### Entries
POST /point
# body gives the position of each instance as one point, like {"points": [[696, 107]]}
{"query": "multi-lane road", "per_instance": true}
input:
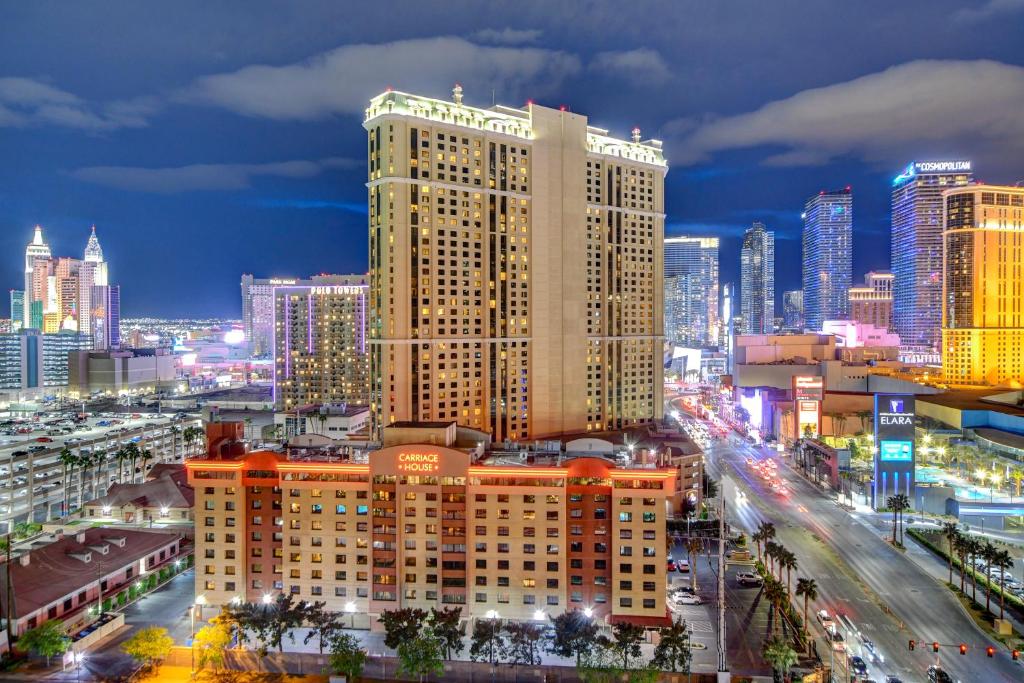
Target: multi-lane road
{"points": [[888, 597]]}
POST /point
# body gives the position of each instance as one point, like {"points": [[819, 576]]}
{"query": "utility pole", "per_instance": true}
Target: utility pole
{"points": [[723, 667]]}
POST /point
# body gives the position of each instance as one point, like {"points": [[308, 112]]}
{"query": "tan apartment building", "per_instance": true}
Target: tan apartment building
{"points": [[321, 343], [516, 266], [983, 285], [436, 518]]}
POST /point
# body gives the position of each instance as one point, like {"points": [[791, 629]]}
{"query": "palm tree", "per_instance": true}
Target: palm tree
{"points": [[808, 589], [780, 656], [988, 552], [1004, 561], [950, 530], [68, 460]]}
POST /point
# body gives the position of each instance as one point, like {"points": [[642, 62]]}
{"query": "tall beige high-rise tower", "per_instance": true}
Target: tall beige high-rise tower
{"points": [[983, 285], [516, 267]]}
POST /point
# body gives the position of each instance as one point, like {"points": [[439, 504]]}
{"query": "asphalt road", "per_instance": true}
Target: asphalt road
{"points": [[887, 596]]}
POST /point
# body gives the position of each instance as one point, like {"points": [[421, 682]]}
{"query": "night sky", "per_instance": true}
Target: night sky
{"points": [[209, 139]]}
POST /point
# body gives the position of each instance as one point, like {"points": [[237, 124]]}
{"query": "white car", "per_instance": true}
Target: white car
{"points": [[687, 599]]}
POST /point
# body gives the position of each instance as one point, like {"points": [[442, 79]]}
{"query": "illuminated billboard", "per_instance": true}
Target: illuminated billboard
{"points": [[894, 439]]}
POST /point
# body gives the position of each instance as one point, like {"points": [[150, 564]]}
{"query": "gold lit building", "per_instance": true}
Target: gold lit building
{"points": [[436, 518], [516, 264], [321, 343], [983, 285]]}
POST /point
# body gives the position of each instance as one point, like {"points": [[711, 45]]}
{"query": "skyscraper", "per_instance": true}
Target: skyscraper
{"points": [[321, 344], [757, 281], [35, 284], [691, 263], [516, 268], [983, 285], [871, 303], [827, 262], [916, 248], [793, 310]]}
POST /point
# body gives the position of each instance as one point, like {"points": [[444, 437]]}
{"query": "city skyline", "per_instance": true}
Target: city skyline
{"points": [[139, 155]]}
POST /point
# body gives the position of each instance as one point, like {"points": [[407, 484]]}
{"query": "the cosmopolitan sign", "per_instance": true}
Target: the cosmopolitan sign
{"points": [[422, 463]]}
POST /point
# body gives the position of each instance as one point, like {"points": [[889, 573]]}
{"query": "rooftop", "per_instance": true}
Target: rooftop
{"points": [[59, 568]]}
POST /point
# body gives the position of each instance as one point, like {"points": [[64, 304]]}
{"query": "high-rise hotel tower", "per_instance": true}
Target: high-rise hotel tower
{"points": [[516, 259], [983, 285], [916, 248]]}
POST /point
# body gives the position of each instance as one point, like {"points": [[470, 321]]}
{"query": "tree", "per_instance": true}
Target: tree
{"points": [[401, 625], [576, 635], [445, 625], [47, 640], [626, 639], [487, 642], [950, 530], [779, 655], [150, 645], [807, 589], [324, 625], [212, 641], [421, 655], [673, 649], [522, 642], [347, 658]]}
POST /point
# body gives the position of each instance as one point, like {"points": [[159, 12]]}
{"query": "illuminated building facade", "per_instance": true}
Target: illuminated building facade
{"points": [[983, 285], [419, 524], [757, 281], [691, 281], [321, 343], [827, 260], [871, 303], [916, 248], [516, 259]]}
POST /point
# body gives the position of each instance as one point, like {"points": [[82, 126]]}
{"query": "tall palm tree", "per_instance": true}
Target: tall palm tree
{"points": [[68, 461], [808, 589], [988, 552], [950, 530], [791, 564], [1003, 560]]}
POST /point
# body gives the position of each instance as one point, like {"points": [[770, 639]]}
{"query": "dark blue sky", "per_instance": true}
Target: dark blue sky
{"points": [[210, 139]]}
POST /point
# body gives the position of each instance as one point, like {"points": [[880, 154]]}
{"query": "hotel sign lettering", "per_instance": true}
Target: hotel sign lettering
{"points": [[423, 463]]}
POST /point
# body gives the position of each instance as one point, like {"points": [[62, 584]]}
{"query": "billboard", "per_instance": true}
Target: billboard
{"points": [[894, 440]]}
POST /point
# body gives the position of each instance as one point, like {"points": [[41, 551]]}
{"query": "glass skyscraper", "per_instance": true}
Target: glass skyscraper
{"points": [[827, 261], [757, 281], [916, 248], [691, 306]]}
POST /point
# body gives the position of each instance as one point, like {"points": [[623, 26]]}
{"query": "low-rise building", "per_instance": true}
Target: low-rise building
{"points": [[164, 498], [64, 579], [439, 517]]}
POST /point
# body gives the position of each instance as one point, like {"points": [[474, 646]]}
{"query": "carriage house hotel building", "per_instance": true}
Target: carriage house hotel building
{"points": [[515, 265], [438, 516]]}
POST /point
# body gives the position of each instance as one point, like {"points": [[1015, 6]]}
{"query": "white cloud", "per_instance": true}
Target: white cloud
{"points": [[642, 65], [203, 176], [507, 36], [341, 81], [933, 105], [26, 101]]}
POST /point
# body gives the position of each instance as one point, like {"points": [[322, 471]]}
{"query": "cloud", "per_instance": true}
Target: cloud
{"points": [[26, 101], [933, 104], [202, 177], [988, 10], [507, 36], [641, 65], [342, 80]]}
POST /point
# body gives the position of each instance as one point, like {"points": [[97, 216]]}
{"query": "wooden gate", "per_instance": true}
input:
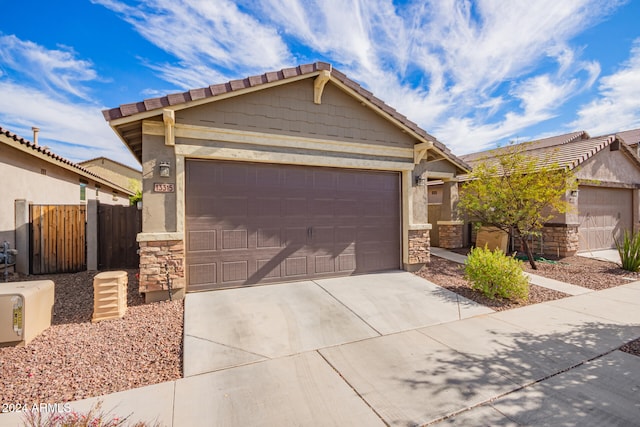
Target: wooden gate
{"points": [[118, 227], [58, 238]]}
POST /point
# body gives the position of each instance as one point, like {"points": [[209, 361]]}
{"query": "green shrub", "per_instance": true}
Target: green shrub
{"points": [[629, 250], [496, 275]]}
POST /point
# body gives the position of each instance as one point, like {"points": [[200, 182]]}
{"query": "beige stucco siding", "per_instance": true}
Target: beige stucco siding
{"points": [[24, 179], [609, 167], [290, 110], [115, 172], [158, 209]]}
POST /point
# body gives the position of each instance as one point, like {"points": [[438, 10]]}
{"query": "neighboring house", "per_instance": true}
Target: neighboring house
{"points": [[290, 175], [607, 201], [116, 172], [32, 174]]}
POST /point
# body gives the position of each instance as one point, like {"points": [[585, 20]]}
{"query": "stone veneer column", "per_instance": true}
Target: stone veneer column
{"points": [[155, 258], [450, 234], [419, 248], [560, 240]]}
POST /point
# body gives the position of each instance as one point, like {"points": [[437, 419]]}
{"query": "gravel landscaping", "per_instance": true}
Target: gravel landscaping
{"points": [[449, 275], [76, 359], [586, 272]]}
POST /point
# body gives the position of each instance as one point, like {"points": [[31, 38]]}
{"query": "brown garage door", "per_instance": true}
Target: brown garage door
{"points": [[604, 213], [253, 223]]}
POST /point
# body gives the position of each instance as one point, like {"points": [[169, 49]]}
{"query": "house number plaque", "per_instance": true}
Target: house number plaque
{"points": [[161, 187]]}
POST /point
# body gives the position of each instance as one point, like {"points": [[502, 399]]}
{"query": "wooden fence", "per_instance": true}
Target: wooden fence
{"points": [[58, 238], [118, 227]]}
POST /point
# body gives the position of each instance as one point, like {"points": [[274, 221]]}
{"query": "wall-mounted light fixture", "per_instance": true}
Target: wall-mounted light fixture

### Problem
Go through the entries above and print each one exactly, minus the pictures.

### Response
POST /point
# body gives the position of each instance as one point, like {"points": [[696, 107]]}
{"query": "multi-lane road", "per_instance": true}
input:
Target: multi-lane road
{"points": [[888, 597]]}
POST /point
# body gives the position of each instance as one point, like {"points": [[819, 576]]}
{"query": "utility pole", "per_instance": true}
Target: utility pole
{"points": [[723, 667]]}
POST /point
# body gives the position of each instance as one point, like {"points": [[308, 112]]}
{"query": "tan apartment building", "per_instance": true}
Target: tan apartment building
{"points": [[321, 343], [516, 266], [983, 285], [436, 518]]}
POST /point
# body gives the position of each instance as one point, like {"points": [[791, 629]]}
{"query": "palm tree", "per_instance": true}
Target: palm tree
{"points": [[808, 589], [780, 656], [988, 552], [1004, 561], [950, 530], [68, 460]]}
POST /point
# body gives the position of each instance as one point, like {"points": [[642, 62]]}
{"query": "tall beige high-rise tower", "per_instance": true}
Target: tall beige high-rise tower
{"points": [[983, 285], [516, 267]]}
POST /point
# body gives the position of each instance as one point, like {"points": [[439, 504]]}
{"query": "asphalt road", "per_instance": true}
Target: asphalt road
{"points": [[887, 596]]}
POST /point
# body gives the position of each instance as one point, like {"points": [[421, 682]]}
{"query": "night sky", "per_instance": true}
Target: night sky
{"points": [[209, 139]]}
POST /point
# body gives the position of each instance as one point, like {"points": [[237, 124]]}
{"query": "white car", "per_instance": true}
Target: white car
{"points": [[687, 599]]}
POST /point
# body gives the position of each instance as one point, like {"points": [[442, 79]]}
{"query": "illuminated billboard", "per_instance": true}
Target: illuminated billboard
{"points": [[894, 439]]}
POST /point
# body gives the position of each instance as one point, like {"points": [[150, 564]]}
{"query": "gold lit building", "per_instance": true}
Target: gold lit building
{"points": [[436, 518], [516, 264], [321, 343], [983, 285]]}
POST /point
# body gives the position of each instance as one point, like {"points": [[711, 45]]}
{"query": "skyscraper", "per_instance": true}
Target: skyscraper
{"points": [[321, 344], [757, 281], [35, 284], [691, 263], [516, 268], [983, 285], [871, 303], [827, 262], [916, 248], [793, 310]]}
POST /point
# body gives the position of each instance as one point, like {"points": [[444, 437]]}
{"query": "city skyline", "per_instance": true}
Target: city skyline
{"points": [[139, 155]]}
POST /point
# body gives the position of each instance as one point, like {"points": [[407, 484]]}
{"query": "the cosmopolitan sign", "per_instance": true}
Target: the cosmopolitan sign
{"points": [[422, 463]]}
POST /point
# body gives the position of each instance as one point, like {"points": [[889, 573]]}
{"query": "rooftop", "per_instance": true}
Target: rooftop
{"points": [[59, 568]]}
POST /point
# body gives the position of each instance as one point, like {"points": [[64, 304]]}
{"query": "high-rise hotel tower", "per_instance": true}
Target: high-rise hotel tower
{"points": [[516, 259], [983, 285], [916, 248]]}
POST /point
# body gives the position of each instance as one point, like {"points": [[470, 321]]}
{"query": "tree", "per_instance": true}
Target: tree
{"points": [[401, 625], [576, 635], [445, 625], [47, 640], [626, 639], [487, 642], [950, 530], [779, 655], [150, 645], [807, 589], [324, 625], [212, 641], [421, 655], [673, 649], [522, 642], [347, 658]]}
POST /point
# body gives the position of each instance as one point, like {"points": [[159, 12]]}
{"query": "illuminated building facade", "per_instance": true}
Target: illuminated building facade
{"points": [[983, 285], [419, 524], [757, 281], [691, 281], [321, 343], [827, 260], [871, 303], [916, 248], [516, 259]]}
POST /point
# body gives the position of each instance as one point, like {"points": [[82, 126]]}
{"query": "tall palm tree", "per_instance": true}
Target: tall palm tree
{"points": [[68, 461], [808, 589], [988, 552], [950, 530], [791, 564], [1003, 560]]}
POST /point
# body gives the position of each instance as one point, like {"points": [[770, 639]]}
{"query": "dark blue sky", "per_instance": true}
Target: dark blue sky
{"points": [[210, 139]]}
POST /point
# body gives the position of each instance as one point, like {"points": [[880, 154]]}
{"query": "hotel sign lettering", "per_instance": true}
Target: hotel sign lettering
{"points": [[423, 463]]}
POST /point
# body gives the position of each instance as one point, like {"points": [[62, 584]]}
{"query": "billboard", "per_instance": true}
Target: billboard
{"points": [[894, 440]]}
POST /point
# body gives the position of each instance as one point, like {"points": [[41, 551]]}
{"query": "glass skyscraper", "per_instance": true}
Target: glass skyscraper
{"points": [[827, 261], [757, 281], [916, 248], [691, 306]]}
POST /point
# body gives the position of each instance as one point, like {"points": [[623, 26]]}
{"query": "low-rise building", "per_instance": true}
Target: low-rise building
{"points": [[164, 498], [64, 579], [439, 517]]}
POST /point
# body gives the position of each instance as one point, like {"points": [[474, 646]]}
{"query": "carriage house hotel building", "per_instance": true}
Target: carriage house hotel building
{"points": [[515, 265], [438, 516]]}
POST /point
# body gives the position of each instance as one point, like {"points": [[1015, 6]]}
{"query": "white cloud", "per_instance": true}
Target: white cloud
{"points": [[642, 65], [203, 176], [507, 36], [341, 81], [933, 105], [26, 101]]}
POST /point
# body gives the position of each instance as one point, like {"points": [[322, 471]]}
{"query": "cloud", "per_instance": true}
Target: cloud
{"points": [[26, 101], [933, 104], [202, 177], [988, 10], [507, 36], [641, 65], [342, 80]]}
POST /point
# body gives the position of each instance as one point, like {"points": [[97, 216]]}
{"query": "wooden gate", "per_instance": true}
input:
Target: wooden gate
{"points": [[118, 227], [58, 238]]}
POST /point
# body gives the position of each instance as one point, like {"points": [[209, 361]]}
{"query": "green shrub", "per_instance": true}
Target: green shrub
{"points": [[629, 250], [496, 275]]}
POST /point
# body gives the position of each instance as one point, like {"points": [[200, 182]]}
{"query": "beige stucco siding", "per_instance": true}
Target: beige stucco siding
{"points": [[24, 179], [609, 167], [290, 110], [115, 172], [158, 209]]}
POST /point
# body gives the position of each instance as one point, like {"points": [[438, 10]]}
{"query": "neighboring house", "per_instance": true}
Target: neighboring house
{"points": [[290, 175], [607, 201], [116, 172], [32, 174]]}
POST /point
# body gives the position of each instance as one point, like {"points": [[585, 20]]}
{"query": "stone veneer column", "per_instance": true}
Target: stone veneer column
{"points": [[155, 258], [450, 234], [419, 248], [560, 240]]}
POST /point
# body gives the position of each instance as one point, like {"points": [[437, 419]]}
{"query": "gravel landscaping", "per_instance": true}
Target: gravel landscaping
{"points": [[449, 275], [76, 359], [586, 272]]}
POST /point
# body gives the position of each instance as one point, like {"points": [[31, 38]]}
{"query": "brown garage door", "per_instance": true}
Target: brown garage door
{"points": [[604, 213], [253, 223]]}
POST /point
# body gives the position of each instance as one point, like {"points": [[169, 49]]}
{"query": "house number plaque", "per_instance": true}
Target: house number plaque
{"points": [[161, 187]]}
POST /point
# body gives the position of each instance as one point, like {"points": [[502, 399]]}
{"query": "wooden fence", "per_instance": true}
Target: wooden fence
{"points": [[58, 238], [118, 227]]}
POST /point
# body gives the position of each instance as one point, like {"points": [[274, 221]]}
{"query": "wall-mounted light fixture", "per_instance": true}
Target: wall-mounted light fixture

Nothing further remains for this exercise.